### EXERCISE TASK
Copy the records below, substituting "image" for every occurrence of "photo" and leaving all other text unchanged.

>>>>>

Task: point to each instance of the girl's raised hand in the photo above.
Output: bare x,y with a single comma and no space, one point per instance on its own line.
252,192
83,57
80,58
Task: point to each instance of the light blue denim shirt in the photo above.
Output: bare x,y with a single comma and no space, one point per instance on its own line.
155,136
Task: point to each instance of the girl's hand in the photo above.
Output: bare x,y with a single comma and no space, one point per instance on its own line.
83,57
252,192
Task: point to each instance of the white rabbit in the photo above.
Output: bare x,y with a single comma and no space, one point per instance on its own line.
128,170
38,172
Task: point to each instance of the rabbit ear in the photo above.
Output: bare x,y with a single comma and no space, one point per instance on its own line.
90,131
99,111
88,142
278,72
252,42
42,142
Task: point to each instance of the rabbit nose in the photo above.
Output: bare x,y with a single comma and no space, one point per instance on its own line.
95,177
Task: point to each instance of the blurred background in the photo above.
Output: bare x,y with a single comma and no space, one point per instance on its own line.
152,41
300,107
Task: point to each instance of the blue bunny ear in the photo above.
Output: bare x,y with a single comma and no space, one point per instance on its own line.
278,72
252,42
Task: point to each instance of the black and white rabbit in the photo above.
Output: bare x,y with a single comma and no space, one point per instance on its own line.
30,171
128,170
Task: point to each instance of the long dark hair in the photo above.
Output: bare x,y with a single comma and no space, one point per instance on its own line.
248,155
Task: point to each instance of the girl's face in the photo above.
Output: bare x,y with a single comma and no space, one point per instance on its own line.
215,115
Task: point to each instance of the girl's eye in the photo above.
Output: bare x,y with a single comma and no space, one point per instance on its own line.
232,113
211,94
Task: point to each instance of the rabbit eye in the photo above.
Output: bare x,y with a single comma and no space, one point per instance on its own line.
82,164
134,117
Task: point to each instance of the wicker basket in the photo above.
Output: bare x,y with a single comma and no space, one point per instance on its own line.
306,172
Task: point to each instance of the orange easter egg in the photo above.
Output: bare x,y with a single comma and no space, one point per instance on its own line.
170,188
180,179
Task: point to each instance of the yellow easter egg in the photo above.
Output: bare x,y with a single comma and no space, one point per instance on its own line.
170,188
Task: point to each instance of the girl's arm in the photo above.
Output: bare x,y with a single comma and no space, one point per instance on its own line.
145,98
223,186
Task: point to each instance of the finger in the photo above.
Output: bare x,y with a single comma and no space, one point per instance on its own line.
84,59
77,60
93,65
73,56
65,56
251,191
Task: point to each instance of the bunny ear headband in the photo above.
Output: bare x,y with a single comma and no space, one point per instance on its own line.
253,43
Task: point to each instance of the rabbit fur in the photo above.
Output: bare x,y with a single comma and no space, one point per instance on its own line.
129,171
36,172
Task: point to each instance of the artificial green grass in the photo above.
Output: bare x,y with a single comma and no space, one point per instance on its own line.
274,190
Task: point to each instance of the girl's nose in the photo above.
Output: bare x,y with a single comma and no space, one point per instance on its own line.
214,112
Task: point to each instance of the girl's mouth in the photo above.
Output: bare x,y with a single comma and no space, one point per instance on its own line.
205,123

<<<<<

### COMPLETED TASK
Task: point to each instance of the girl's raised hand in the image above.
Output: bare x,y with a single comma and no space, one point per instance on its own line.
252,192
83,57
80,58
Task: point to each instance of the light blue denim shirt in the image above.
Output: bare x,y with a single comma and no space, one point per instance on its own line.
155,136
Task: point to each instance of the girl's hand in the image above.
Output: bare x,y with a single comma and no space, one point per instance on its own line.
83,57
252,192
Task: point to each instance of the white rabbit in the image above.
Output: bare x,y with a single comma and no space, one point per instance on its own line.
128,170
38,172
Task: point to each instance of the rabbit ear in the image above.
Output: bare x,y with a single comma and no space, one point per instance on its own line.
90,131
99,111
88,142
278,72
252,42
42,142
Task: point to each instance of the rabbit nose in the image above.
Output: bare x,y with a single comma and no space, one point per instance on its own line.
95,177
Task: point to each instance of the blurred background in the image above.
Output: bare x,y with a single comma and no space, one point per instance on its own line.
152,41
300,107
Task: point to each instance of the blue bunny ear in the image above.
Output: bare x,y with a single comma and no space, one point per instance on its own line.
278,72
252,42
Task: point to each instance of the black and white rabbit in the image above.
Output: bare x,y with a single comma and no space, one point per instance on its own line.
30,171
128,170
Task: point to each instance of the long dark hair in the image above.
Output: bare x,y with a single comma and no space, one point per instance on its own line.
248,155
Task: point to each instance of the girl's face in the image above.
Output: bare x,y with a single comma and no space, one point per instance on its own line.
215,115
Task: point to each instance of the girl's eye in the image above.
Output: bare x,y with a single comma and no space, one point per instance on its own line.
232,113
211,94
Task: point to each instance of the rabbit eye in the image above.
Output: bare x,y with a single comma and no space, one point per instance on its own line.
82,164
134,117
Task: point to each instance of the wicker basket in the image above.
Output: bare x,y with a single comma and no space, one point per instance on its own line.
306,172
Task: point to each instance of the orange easter egg in the image above.
Output: bare x,y with a single comma and no space, one point per instance on its own line.
170,188
180,179
Task: point to each instance of the yellow easter egg in the image above.
Output: bare x,y with a single comma and no space, one point per instance on its own line.
170,188
Task: point to each instance of the girl's arm in the image above.
Output: bare x,y with a single comma and no space, one point per instance on its own line.
145,98
223,186
Task: point to each instance of the finger in the image above.
Output: bare x,y with a single comma and no space, one point per instance on its own line.
84,59
77,60
93,65
73,56
65,56
251,191
Task: point to each instance of the bunny ear headband in the image above.
Output: bare x,y with a single comma and no space, one point per instance on its own line.
253,43
Task: point to each instance of the rabbit fur in the image above.
Output: bare x,y with a single comma and no space, one point per instance on its own line.
129,171
36,172
Task: point to each instance of the artificial green grass in the image above.
Output: bare x,y with a single comma and no space, one point per instance on its own line.
274,190
Task: point to each instance of the girl's nose in the image above.
Output: bare x,y with a single comma and no space, one point per instance on its own line.
214,112
Task: point to each instance of the girl's mouth in the image above.
Output: bare x,y with a single comma and no space, one point per instance on its own line.
205,123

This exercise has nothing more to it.